* [Text shown]
%%
Two judges, a prosecutor and their driver killed in Sinai just hours after verdict handed down
Former Egyptian president Mohamed Morsi during his trial alongside 130 others on charges of organising jail breaks during the 2011 uprising on 8 May 2014 (AFP)

Former Egyptian president Mohamed Morsi was sentenced to death by an Egyptian court on Saturday for his role in a 2011 jailbreak known as the Wadi al-Natroun case. More than 100 others were also sentenced to death in the case.

Sitting in the soundproofed caged dock, Morsi, who was wearing the blue uniform for convicts already sentenced to 20 years in prison, raised his fists in defiance as the judge read out the verdict.

According to AFP, the death penalty for both cases will be confirmed at a later hearing after receiving the approval of the grand mufti, who is the official interpreter of Islamic law. The final decision will be reached on 2 June. 

While the mufti’s opinion is not binding to the court, Egyptian law requires judges to seek a religious opinion regarding any death sentence.

The defendants have the right to appeal any final verdict.

Sixteen others were also sentenced to death in a separate espionage case, including Muslim Brotherhood leaders Mohamed al-Baltagy and Khairat al-Shater, in a trial known as the "Hamas Espionage Case". While initial reports indicated that Morsi had also been found guilty of espionage, his case is still ongoing and a verdict is expected at a later date. 

International law specialist, Rodney Dixon QC, and legal advisor to President Morsi’s Freedom and Justice Party said: “Everything must be done to overturn this shocking injustice. The military regime must not be allowed to execute the first democratically elected President of Egypt."
%%
* [Objectives]
1 - Please answer these questions about the article on Morsi's death sentence, one line each:
(a) By what name is the 2011 jailbreak case known?
(b) On what date will the final decision be reached?
(c) How many others were sentenced to death in the separate espionage case?
2 - Rewrite the article on Morsi's death sentence from "Sitting in the" up to and including "any death sentence.", putting "glass-walled" in place of "soundproofed".
3 - Continue the article on Morsi's death sentence from its last sentence.

* [Supplied information]
%%
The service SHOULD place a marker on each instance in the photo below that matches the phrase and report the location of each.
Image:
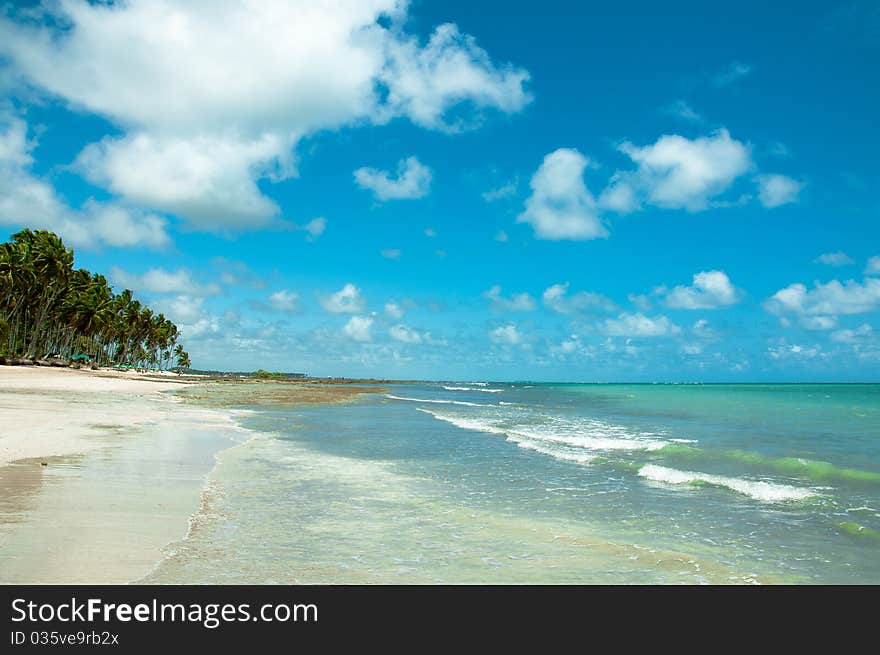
%%
* [Results of the tasks]
1 -
(a) The Wadi al-Natroun case
(b) 2 June
(c) Sixteen

2 -
Sitting in the glass-walled caged dock, Morsi, who was wearing the blue uniform for convicts already sentenced to 20 years in prison, raised his fists in defiance as the judge read out the verdict.

According to AFP, the death penalty for both cases will be confirmed at a later hearing after receiving the approval of the grand mufti, who is the official interpreter of Islamic law. The final decision will be reached on 2 June. 

While the mufti’s opinion is not binding to the court, Egyptian law requires judges to seek a religious opinion regarding any death sentence.

3 -
"We have already brought the use of mass death penalties in Egypt to the attention of the African Commission of Human and Peoples’ Rights and will now make immediate representations to the United Nations to seek intervention to prevent the death sentence being carried out.”

Emad Shahin, a professor at the American University and Cairo who now teaches in the US, also spoke out against the verdict. 

“I repeat my absolute rejection of the charges against me and note that I am hardly the only victim of injustice in this case. Furthermore, I condemn the sham trials engulfing Egypt since July 2013 where wholesale death sentences on flimsy or no evidence have been the mark of the current military regime," he said in a statement. 

"In fact, these sentences are yet another manifestation of the deeply troubling way the Egyptian judiciary has been used as a tool to settle political disagreements by the harshest and most repressive means possible. Due process, regard for evidence, and minimum standard of justice have been tossed aside in favour of draconian injustice. Ironically, two defendants sentenced to death today had already been dead and one has been in prison for the past 19 years."

The case has deeply divided Egypt, with people also expressing support for the sentence.

Tarek al-Khouli, a lawyer who is well known for his anti-Muslim Brotherhood views, said that Morsi and his party had “betrayed” Egypt.

"Egypt, which had miraculously survived the evils of those pretend-Islamists before, will prevail in its current battle against them," al-Khouli said in a statement.

Ahead of the verdict, security was tightened around the police academy in eastern Cairo, where the trial took place. There were no reports of protests.

However, several hours after the verdict was handed down, gunmen opened fire at a car carrying judiciary officials and killed the driver, two judges and a prosecutor in the restive Sinai Peninsula, which has seen a rise in militant activity since Morsi was removed from office in 2013.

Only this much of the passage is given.